*** Dataset records Section Begins ***

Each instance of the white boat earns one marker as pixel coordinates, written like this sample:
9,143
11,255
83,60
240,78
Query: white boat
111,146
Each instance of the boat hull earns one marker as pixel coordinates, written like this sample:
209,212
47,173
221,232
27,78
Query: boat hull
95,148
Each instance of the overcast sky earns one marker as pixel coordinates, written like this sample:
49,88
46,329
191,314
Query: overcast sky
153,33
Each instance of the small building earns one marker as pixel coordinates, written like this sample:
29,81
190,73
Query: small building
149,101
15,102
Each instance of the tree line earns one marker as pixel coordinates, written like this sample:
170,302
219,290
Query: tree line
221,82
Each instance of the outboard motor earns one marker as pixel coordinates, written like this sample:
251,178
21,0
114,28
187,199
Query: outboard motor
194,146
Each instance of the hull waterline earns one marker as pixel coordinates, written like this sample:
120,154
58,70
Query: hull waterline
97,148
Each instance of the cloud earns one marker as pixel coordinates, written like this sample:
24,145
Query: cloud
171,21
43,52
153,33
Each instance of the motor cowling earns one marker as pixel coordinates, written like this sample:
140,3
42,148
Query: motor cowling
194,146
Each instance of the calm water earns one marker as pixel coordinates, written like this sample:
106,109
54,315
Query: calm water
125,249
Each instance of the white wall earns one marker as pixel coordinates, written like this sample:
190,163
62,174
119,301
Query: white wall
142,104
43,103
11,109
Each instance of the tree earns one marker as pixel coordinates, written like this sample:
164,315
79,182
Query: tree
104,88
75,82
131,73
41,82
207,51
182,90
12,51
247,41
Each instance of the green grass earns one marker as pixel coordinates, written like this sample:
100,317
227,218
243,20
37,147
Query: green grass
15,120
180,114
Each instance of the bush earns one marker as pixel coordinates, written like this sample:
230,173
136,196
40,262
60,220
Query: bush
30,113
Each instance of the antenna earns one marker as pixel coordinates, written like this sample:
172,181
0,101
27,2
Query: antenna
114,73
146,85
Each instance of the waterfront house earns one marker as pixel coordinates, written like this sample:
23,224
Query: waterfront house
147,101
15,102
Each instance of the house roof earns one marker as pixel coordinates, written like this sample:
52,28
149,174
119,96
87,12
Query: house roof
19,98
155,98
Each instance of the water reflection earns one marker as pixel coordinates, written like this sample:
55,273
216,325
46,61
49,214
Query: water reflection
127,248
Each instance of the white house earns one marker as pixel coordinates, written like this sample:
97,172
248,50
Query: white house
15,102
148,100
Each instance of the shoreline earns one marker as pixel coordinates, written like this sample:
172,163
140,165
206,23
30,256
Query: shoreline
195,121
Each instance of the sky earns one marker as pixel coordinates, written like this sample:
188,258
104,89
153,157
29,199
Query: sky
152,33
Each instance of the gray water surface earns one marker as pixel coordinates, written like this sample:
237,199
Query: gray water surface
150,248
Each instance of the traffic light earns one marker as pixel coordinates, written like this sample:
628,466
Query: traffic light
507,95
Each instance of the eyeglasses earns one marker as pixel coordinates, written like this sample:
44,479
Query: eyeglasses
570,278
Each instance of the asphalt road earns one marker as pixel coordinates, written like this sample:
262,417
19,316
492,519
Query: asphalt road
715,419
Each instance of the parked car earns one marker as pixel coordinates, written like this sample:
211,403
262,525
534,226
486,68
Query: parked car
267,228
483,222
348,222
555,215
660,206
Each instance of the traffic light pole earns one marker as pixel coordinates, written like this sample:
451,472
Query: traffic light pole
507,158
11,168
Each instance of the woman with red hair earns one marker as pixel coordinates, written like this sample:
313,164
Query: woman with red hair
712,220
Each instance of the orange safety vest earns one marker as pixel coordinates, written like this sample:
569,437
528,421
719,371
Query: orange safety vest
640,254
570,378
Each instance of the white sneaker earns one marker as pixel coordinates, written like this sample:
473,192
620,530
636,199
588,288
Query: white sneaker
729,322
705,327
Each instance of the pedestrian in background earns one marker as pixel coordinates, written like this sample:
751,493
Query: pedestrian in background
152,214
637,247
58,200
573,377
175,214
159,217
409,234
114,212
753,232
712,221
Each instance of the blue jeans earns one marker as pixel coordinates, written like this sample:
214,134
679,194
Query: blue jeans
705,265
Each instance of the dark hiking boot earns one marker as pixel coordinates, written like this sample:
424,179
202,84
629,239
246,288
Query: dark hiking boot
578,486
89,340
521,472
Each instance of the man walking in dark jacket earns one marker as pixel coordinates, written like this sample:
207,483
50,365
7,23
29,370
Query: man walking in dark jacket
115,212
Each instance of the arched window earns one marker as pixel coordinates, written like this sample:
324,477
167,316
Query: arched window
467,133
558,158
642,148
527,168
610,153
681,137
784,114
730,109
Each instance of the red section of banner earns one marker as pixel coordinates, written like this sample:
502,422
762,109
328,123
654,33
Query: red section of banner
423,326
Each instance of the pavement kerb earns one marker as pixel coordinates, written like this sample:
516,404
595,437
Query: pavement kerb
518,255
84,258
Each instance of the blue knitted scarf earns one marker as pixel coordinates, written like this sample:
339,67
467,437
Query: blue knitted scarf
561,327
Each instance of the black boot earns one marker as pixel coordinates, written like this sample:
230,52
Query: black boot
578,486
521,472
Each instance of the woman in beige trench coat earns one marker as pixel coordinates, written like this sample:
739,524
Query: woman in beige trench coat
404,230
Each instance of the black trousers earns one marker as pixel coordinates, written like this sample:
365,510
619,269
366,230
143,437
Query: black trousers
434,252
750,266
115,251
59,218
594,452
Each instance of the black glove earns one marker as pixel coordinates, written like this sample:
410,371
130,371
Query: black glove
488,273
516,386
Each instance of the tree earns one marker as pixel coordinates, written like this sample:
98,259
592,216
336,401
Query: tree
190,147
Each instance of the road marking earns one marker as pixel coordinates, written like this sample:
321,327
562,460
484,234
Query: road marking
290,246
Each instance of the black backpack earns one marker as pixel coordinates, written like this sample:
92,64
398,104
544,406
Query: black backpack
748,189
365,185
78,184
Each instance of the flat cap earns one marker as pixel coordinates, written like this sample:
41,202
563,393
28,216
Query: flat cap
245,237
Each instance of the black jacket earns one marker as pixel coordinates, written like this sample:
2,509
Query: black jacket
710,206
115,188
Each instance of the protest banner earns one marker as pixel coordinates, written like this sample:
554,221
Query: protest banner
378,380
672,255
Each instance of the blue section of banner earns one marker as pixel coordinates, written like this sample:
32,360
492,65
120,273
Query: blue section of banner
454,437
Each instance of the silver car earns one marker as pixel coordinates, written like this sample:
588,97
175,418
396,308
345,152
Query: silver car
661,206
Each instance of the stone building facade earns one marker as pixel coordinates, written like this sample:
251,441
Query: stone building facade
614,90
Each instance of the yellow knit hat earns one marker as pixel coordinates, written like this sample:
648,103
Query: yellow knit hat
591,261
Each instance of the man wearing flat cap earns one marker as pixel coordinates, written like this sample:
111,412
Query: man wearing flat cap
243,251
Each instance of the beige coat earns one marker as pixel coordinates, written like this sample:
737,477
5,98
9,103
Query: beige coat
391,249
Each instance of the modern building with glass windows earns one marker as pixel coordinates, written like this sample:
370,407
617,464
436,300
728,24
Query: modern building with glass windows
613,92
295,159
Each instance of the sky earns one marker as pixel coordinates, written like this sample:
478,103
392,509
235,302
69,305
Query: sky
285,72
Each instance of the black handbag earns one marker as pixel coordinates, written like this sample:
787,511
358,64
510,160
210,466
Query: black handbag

*** Dataset records Section Ends ***

Aim of the task >> Return, from the data, each line where the string "handbag" occurs.

Finished exercise >>
Each instance of the black handbag earns one marker as pixel coordinates, written like this sample:
Query: black handbag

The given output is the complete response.